Whenever I go to downsize more of the things from my professional past, it feels as if I am carving off pieces of myself and throwing them away (donating, recycling, etc.). However, I set myself a goal of weeding out my professional books once more. I haven't given a lecture or a workshop or even done a reading in a classroom since I moved here. I doubt anyone would ever be interested in my literacy expertise again. So, I thought I would pick up that proverbial knife.
I selected 40 books and that ginormous pile of journals on the left for down-sizing. I have them in piles for ones I thought my friend Mary could use with her children (such as picture dictionaries for young children), ones I wondered if the church school might like (such as ones on using Children's Literature across the curriculum), ones I thought might be interesting to someone at a used book store, ones I thought one of the two people I know who wish to write for children might like, and two High-Interest, Low-Read books that I should have sent to my sister for my autistic nephew eons ago. Plus, I have another small pile of Lutheran books to add to the ones I gave my pastor two months ago, when I realized the type of studying those books were for was the type of studying my mind cannot really do anymore.
I still kept the seminal books on the various topics of literacy scholarship. And I kept all the ones from my dissertation study. They are the ones that any college library would still have and would most likely reading, such as Louise Rosenblatt's The Reader, The Text, and the Poem. Keeping them is really like keeping yet another quilt. You really only need one quilt. All the rest are just comfort....
The other thought I have had is that I would like to start giving away many of my children's books. I mean, I no longer need 20 examples of ABC books to bring to workshops. One or two would be enough for visiting children. The same goes for the many examples I have among the over 1,000 children's and young adult books I have. I will keep all the young adult fantasy, because I enjoy reading it. And I will keep a wide range of picture books, poetry books, non-fiction books, fiction books, and biographies. But I certainly do not need them all.
I really missed the boat when Mary's beloved was here for his conference. I could have sent a few boxes home with him.
My first project (the one before the downsizing), was to go through all my medications (some of which are pictured here ... purposely blurry) and create a list on my phone that has the refill expiration dates on them. By that I mean, I wrote out the name of the medication and then the month I would be picking up the last refill. That way, when I go to my 8-week GP visit, I can check the prescription list to see which refills I will need before my next visit.

☆ ☆ ☆ ☆ ☆

- About this task
Rewrite the passage about downsizing between "The other thought" and "home with him.", inclusive, replacing "ABC books" with "alphabet books".

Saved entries
☆ ☆ ☆ ☆ ☆

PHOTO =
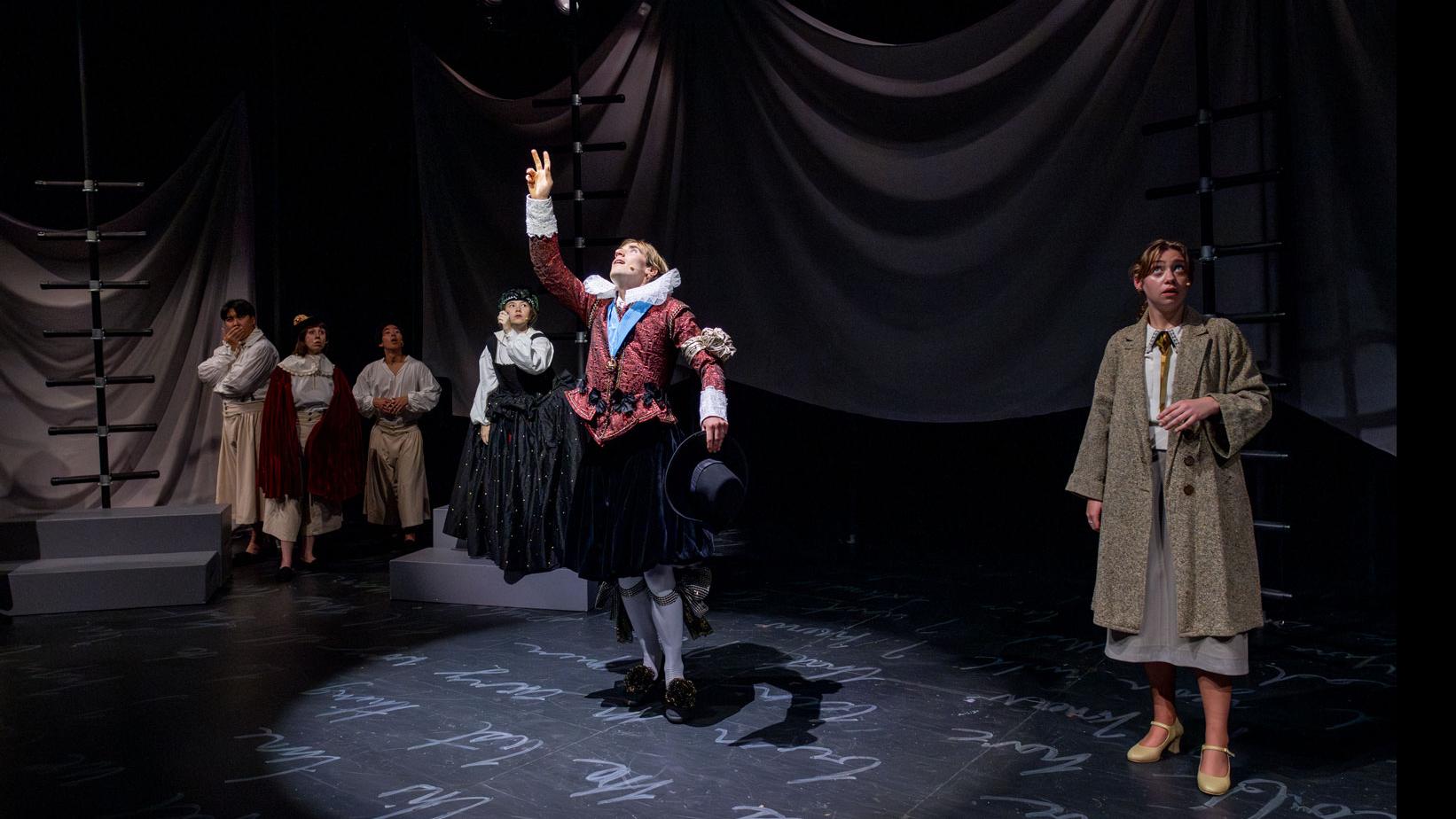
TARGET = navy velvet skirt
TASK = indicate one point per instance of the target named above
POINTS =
(621, 524)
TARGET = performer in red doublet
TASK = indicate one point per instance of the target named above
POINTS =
(622, 528)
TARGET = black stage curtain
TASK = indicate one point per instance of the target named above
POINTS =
(935, 231)
(197, 255)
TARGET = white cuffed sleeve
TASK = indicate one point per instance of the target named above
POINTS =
(528, 351)
(427, 394)
(483, 389)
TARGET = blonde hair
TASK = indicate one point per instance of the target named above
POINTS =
(654, 259)
(1149, 256)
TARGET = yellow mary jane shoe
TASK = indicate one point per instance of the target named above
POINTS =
(1154, 753)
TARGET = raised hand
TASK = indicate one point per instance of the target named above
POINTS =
(716, 429)
(537, 179)
(1181, 415)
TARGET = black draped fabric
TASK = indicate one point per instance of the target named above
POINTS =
(197, 255)
(931, 231)
(513, 496)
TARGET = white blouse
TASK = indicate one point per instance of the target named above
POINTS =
(240, 376)
(1152, 371)
(312, 381)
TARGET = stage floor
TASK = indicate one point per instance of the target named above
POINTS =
(836, 696)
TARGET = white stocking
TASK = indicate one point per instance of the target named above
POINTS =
(639, 612)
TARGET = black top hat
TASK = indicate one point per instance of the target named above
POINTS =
(707, 488)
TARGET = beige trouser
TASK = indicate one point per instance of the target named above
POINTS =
(395, 489)
(238, 462)
(285, 517)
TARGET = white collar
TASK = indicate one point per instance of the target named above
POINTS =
(308, 365)
(1175, 333)
(654, 292)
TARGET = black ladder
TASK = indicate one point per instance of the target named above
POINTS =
(98, 332)
(1210, 251)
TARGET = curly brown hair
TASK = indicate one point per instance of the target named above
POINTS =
(1149, 256)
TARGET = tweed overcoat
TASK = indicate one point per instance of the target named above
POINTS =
(1209, 524)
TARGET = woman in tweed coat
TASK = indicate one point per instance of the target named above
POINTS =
(1177, 582)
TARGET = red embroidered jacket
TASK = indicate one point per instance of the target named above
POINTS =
(630, 389)
(333, 448)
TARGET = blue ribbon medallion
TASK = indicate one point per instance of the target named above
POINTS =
(619, 326)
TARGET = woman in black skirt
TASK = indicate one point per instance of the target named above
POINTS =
(622, 528)
(516, 478)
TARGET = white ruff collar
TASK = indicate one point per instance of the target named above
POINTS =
(654, 292)
(308, 365)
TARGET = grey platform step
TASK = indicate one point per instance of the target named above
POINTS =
(124, 581)
(446, 573)
(145, 530)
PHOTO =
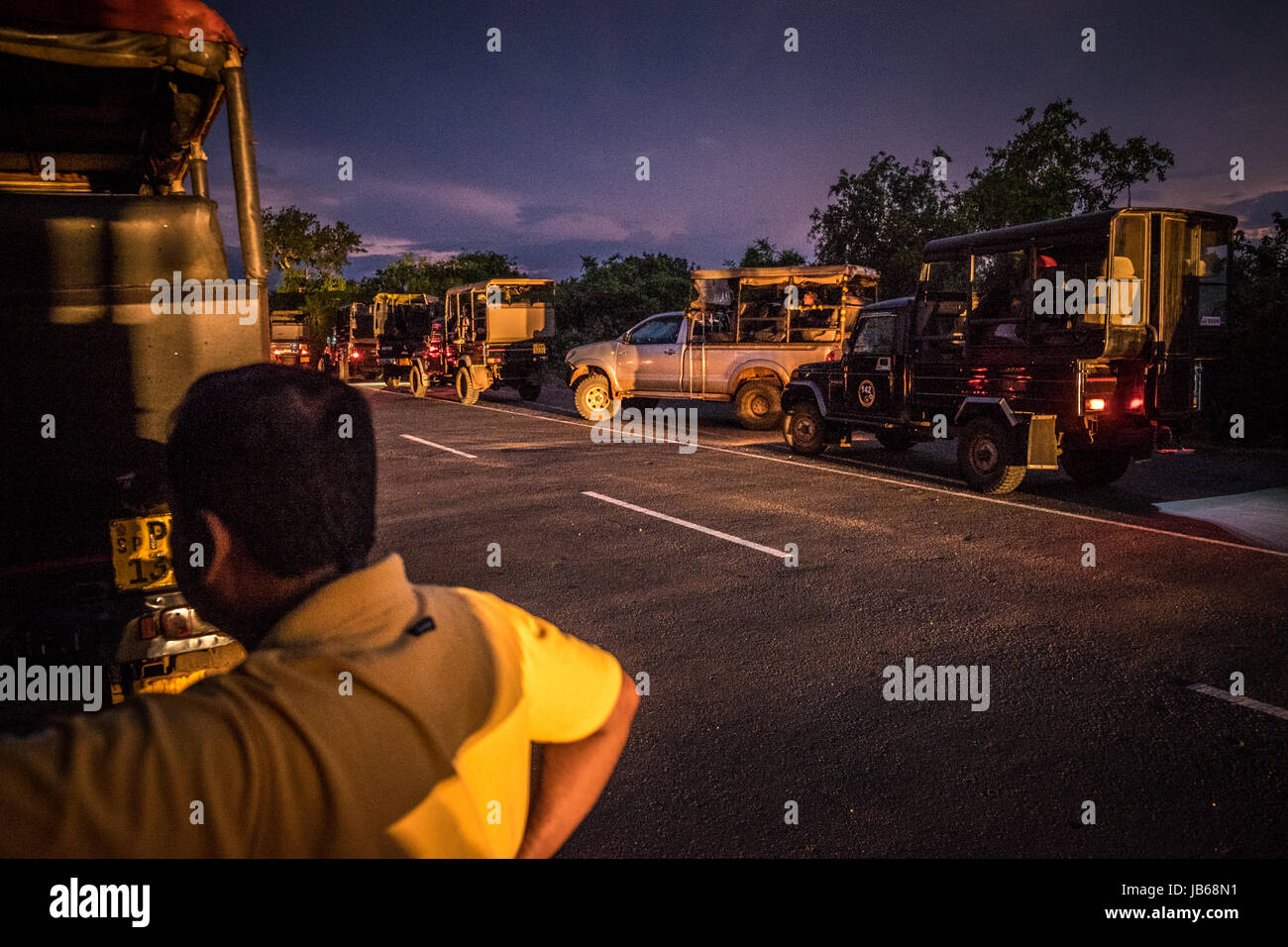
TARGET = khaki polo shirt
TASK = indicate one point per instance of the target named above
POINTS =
(346, 733)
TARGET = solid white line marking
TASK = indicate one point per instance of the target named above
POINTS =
(430, 444)
(912, 484)
(725, 536)
(1241, 701)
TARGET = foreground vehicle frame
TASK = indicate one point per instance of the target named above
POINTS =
(115, 107)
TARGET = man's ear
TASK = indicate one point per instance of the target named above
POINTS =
(219, 548)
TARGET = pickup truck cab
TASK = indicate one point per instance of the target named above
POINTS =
(739, 341)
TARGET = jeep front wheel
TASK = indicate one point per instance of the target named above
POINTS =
(758, 405)
(465, 388)
(803, 431)
(984, 458)
(593, 398)
(417, 382)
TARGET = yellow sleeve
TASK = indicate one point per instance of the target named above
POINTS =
(570, 686)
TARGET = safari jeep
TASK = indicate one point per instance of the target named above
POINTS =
(407, 326)
(1072, 343)
(738, 341)
(104, 127)
(496, 334)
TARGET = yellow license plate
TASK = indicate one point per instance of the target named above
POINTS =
(141, 552)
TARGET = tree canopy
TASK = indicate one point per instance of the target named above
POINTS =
(304, 250)
(1051, 167)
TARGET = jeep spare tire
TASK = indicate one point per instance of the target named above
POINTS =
(984, 455)
(759, 405)
(804, 431)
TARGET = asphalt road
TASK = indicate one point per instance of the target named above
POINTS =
(765, 680)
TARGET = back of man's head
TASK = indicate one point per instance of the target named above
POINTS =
(284, 459)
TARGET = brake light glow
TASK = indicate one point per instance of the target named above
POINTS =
(172, 622)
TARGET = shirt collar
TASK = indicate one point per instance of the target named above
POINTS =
(374, 602)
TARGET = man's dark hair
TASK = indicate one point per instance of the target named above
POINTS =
(262, 447)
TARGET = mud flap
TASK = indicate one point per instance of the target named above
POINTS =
(1042, 444)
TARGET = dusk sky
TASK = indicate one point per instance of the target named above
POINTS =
(532, 151)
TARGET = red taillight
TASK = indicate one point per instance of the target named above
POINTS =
(172, 622)
(176, 622)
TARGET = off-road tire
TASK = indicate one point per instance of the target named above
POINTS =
(759, 405)
(419, 386)
(467, 390)
(593, 397)
(1095, 468)
(804, 431)
(984, 458)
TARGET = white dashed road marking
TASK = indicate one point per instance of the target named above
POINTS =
(913, 484)
(1241, 701)
(430, 444)
(686, 523)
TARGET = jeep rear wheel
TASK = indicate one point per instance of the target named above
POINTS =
(465, 388)
(417, 382)
(984, 458)
(593, 398)
(758, 405)
(1095, 468)
(804, 431)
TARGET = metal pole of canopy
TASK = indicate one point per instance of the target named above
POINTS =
(241, 141)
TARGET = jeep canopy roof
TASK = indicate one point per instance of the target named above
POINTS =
(85, 89)
(500, 281)
(404, 299)
(772, 275)
(1008, 237)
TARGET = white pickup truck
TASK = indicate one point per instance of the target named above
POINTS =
(738, 342)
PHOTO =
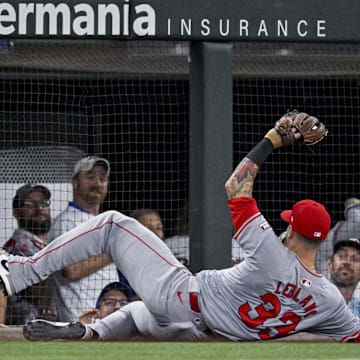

☆ ☆ ☆ ☆ ☆

- Solved exercise
The other thought I have had is that I would like to start giving away many of my children's books. I mean, I no longer need 20 examples of alphabet books to bring to workshops. One or two would be enough for visiting children. The same goes for the many examples I have among the over 1,000 children's and young adult books I have. I will keep all the young adult fantasy, because I enjoy reading it. And I will keep a wide range of picture books, poetry books, non-fiction books, fiction books, and biographies. But I certainly do not need them all.
I really missed the boat when Mary's beloved was here for his conference. I could have sent a few boxes home with him.